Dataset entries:
▼▼▼
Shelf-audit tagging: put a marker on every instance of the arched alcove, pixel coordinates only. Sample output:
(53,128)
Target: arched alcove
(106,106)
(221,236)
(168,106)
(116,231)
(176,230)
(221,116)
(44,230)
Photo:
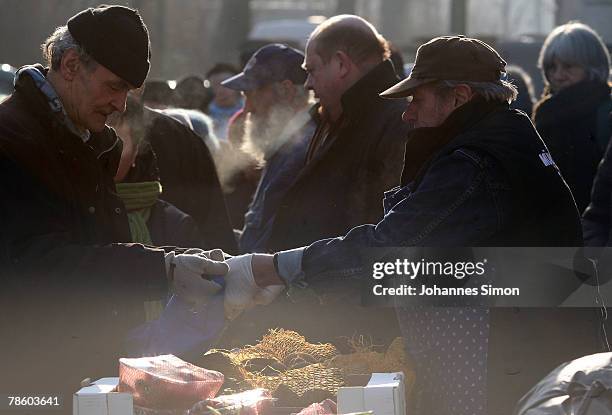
▲▲▲
#### EXERCISE
How many lines in the records contain the word "arched"? Give only the number.

#### COMPLETED TASK
2